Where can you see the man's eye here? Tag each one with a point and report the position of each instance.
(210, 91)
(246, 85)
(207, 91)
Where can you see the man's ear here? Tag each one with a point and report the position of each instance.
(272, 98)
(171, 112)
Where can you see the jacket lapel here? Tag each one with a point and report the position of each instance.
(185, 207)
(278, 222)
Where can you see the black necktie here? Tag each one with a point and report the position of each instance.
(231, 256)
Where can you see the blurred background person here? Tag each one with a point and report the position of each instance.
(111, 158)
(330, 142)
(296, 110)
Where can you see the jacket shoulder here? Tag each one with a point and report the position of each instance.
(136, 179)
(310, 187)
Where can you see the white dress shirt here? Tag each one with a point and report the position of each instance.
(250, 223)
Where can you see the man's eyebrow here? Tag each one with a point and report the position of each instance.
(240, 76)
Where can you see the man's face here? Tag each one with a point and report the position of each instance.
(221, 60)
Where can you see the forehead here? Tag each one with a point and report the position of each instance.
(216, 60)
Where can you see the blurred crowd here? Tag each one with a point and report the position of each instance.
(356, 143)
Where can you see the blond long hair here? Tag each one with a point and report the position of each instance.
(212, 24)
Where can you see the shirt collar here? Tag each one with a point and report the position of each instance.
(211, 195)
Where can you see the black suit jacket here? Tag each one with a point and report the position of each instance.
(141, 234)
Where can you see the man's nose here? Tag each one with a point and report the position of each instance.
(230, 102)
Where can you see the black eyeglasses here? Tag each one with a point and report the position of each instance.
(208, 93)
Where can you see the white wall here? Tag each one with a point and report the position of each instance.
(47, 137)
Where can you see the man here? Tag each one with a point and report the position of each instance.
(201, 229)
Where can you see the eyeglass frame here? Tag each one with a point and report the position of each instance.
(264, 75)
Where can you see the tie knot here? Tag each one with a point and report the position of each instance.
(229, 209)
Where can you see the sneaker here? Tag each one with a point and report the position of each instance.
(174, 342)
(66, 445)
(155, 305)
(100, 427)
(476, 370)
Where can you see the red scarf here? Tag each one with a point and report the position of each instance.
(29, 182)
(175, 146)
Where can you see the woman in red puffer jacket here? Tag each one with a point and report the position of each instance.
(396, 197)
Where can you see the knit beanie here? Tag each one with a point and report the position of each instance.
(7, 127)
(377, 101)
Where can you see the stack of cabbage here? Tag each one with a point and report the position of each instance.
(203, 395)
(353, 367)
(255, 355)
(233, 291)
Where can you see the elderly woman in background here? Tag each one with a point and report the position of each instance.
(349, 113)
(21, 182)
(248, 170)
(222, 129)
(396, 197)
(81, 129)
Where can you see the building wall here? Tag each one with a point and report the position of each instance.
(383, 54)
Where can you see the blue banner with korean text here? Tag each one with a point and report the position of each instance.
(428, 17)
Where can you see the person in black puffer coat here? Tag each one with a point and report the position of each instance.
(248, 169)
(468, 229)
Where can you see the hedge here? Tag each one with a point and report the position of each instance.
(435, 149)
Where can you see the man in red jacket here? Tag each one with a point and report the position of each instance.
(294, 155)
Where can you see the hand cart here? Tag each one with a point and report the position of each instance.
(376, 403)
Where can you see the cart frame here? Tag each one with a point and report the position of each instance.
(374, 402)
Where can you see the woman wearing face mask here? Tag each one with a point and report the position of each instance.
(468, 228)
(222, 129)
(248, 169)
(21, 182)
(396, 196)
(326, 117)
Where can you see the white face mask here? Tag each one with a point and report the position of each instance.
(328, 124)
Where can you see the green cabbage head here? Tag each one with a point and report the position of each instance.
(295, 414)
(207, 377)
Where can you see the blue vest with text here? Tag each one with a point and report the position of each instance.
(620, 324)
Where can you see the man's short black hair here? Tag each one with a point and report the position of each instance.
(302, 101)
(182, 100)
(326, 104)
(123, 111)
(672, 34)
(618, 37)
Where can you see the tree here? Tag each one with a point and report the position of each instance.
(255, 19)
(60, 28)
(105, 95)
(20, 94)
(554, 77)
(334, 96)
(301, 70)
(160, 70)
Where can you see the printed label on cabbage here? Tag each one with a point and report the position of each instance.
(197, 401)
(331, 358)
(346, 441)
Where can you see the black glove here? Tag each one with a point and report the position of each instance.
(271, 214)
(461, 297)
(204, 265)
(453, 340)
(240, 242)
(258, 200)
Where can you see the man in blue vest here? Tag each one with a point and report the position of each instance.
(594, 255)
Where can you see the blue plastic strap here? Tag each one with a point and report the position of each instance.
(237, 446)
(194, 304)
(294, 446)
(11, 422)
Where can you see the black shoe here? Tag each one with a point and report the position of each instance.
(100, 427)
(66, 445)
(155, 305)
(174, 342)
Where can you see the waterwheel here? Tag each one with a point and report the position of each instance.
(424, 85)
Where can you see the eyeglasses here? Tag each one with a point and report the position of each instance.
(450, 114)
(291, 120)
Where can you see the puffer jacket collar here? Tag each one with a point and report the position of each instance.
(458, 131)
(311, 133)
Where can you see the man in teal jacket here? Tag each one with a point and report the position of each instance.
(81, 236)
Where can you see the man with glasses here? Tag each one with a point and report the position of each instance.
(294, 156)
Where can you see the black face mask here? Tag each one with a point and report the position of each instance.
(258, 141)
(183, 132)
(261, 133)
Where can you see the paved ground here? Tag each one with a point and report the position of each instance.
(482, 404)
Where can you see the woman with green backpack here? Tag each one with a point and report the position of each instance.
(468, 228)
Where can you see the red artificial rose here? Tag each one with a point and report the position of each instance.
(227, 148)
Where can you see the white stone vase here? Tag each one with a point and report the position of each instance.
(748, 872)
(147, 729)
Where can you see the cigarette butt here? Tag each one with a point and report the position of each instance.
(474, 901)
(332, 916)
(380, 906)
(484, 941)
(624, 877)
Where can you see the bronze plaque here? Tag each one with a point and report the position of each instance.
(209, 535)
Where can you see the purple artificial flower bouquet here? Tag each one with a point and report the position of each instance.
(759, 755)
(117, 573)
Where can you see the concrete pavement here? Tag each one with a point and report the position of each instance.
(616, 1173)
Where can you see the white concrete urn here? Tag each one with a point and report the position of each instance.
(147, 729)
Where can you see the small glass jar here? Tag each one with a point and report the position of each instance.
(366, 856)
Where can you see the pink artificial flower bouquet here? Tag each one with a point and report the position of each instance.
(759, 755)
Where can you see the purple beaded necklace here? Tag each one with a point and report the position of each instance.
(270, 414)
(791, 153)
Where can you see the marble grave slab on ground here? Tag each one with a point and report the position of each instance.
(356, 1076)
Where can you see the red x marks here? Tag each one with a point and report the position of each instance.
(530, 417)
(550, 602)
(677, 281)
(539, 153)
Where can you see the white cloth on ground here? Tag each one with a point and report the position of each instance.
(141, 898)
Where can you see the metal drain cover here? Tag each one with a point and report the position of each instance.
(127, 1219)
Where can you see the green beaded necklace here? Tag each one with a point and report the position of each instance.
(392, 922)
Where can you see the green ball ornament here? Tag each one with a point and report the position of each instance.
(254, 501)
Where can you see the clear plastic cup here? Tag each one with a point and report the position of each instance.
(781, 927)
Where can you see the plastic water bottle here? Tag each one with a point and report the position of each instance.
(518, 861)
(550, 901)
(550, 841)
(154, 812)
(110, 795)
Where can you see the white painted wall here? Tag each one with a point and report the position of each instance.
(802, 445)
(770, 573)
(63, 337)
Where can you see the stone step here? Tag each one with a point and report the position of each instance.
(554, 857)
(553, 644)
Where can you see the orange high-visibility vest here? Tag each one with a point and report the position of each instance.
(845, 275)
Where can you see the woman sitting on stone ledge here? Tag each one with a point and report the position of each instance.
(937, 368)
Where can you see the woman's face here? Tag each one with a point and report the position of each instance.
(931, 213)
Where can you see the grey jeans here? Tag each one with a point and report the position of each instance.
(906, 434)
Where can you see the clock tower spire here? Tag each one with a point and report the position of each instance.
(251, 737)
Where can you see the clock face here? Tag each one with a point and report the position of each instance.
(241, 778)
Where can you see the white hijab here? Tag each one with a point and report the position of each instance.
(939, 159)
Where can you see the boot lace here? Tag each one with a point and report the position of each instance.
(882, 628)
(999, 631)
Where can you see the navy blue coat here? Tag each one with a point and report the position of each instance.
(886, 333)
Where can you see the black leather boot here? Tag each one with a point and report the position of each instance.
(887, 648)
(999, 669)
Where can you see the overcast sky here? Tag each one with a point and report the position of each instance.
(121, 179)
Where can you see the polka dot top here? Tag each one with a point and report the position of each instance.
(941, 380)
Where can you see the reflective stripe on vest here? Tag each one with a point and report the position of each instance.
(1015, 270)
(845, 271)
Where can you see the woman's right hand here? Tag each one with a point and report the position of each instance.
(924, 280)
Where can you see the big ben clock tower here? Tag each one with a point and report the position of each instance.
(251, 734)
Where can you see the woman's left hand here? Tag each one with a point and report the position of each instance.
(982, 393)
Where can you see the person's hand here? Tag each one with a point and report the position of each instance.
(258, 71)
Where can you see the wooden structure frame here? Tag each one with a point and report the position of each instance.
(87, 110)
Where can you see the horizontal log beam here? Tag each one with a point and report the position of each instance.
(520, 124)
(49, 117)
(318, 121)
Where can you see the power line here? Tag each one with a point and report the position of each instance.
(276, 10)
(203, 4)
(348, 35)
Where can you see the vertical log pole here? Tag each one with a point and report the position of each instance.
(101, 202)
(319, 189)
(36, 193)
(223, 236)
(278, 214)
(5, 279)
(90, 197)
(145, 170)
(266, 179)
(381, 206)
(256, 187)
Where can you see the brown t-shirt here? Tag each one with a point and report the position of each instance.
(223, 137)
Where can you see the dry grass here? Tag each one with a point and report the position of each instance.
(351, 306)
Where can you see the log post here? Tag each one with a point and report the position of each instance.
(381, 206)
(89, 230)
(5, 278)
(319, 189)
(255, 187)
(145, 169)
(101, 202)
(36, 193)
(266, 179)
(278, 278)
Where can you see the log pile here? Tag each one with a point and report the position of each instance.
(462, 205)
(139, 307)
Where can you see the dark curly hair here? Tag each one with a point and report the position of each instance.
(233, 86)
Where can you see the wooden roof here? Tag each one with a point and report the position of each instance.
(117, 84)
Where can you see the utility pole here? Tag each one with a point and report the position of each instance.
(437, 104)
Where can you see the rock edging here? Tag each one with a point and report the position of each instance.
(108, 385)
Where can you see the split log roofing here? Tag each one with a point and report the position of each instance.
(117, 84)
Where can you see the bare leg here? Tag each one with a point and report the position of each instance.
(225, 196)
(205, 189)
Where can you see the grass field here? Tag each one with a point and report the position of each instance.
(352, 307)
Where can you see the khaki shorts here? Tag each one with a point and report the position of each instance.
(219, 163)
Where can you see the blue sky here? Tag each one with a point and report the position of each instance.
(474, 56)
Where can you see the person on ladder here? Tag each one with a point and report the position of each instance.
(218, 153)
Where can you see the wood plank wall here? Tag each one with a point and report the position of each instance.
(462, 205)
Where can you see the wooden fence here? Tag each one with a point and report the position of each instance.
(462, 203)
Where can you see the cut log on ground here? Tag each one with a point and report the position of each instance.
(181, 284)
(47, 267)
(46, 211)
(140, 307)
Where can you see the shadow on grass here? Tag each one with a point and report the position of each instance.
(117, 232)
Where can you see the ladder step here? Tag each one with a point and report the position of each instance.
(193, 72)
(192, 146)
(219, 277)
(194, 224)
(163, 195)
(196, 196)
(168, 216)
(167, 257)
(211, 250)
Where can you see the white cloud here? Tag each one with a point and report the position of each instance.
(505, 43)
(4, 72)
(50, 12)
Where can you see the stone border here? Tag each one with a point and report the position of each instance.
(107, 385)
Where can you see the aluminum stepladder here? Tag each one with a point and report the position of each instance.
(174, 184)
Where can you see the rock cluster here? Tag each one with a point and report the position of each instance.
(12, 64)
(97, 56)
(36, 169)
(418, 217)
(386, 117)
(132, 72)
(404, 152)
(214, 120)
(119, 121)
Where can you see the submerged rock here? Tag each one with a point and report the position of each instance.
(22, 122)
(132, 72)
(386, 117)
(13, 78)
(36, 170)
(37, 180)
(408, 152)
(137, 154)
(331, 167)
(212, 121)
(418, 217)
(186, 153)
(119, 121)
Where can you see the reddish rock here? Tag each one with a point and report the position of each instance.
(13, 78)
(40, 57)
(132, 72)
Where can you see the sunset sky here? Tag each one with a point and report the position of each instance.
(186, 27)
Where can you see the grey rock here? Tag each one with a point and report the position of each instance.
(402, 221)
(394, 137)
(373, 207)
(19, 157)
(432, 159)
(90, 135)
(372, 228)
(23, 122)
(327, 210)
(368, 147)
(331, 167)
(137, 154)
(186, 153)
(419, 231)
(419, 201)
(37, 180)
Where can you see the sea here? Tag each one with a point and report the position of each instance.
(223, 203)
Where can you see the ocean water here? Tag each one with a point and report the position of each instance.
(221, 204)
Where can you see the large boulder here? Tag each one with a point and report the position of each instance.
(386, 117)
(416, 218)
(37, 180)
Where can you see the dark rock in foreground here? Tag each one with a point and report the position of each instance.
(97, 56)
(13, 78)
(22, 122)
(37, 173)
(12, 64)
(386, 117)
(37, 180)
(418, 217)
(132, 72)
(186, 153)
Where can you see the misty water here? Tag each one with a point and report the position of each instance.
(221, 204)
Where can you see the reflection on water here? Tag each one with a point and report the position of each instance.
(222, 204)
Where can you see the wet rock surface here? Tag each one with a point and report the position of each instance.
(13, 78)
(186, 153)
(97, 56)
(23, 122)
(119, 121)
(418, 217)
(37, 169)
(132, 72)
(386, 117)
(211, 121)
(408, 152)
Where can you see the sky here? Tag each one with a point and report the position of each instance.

STATED TASK:
Quote the lines of the listing above that run from the line with "Where can you see the misty" through its last line, both included, and nothing else.

REPLY TO THE TASK:
Where can you see the misty water here? Tag each one with a point and report the position of each instance.
(221, 204)
Where can you see the reflection on water here? Tag each one with a point and report the position of each instance.
(222, 204)
Where can you see the wet rock surface here? Tag each one with a point and report the position of each instance.
(13, 78)
(186, 153)
(97, 56)
(23, 122)
(119, 121)
(418, 217)
(37, 169)
(132, 72)
(386, 117)
(211, 121)
(408, 152)
Where can you see the sky here? Tag each one with a point and report the position of each instance.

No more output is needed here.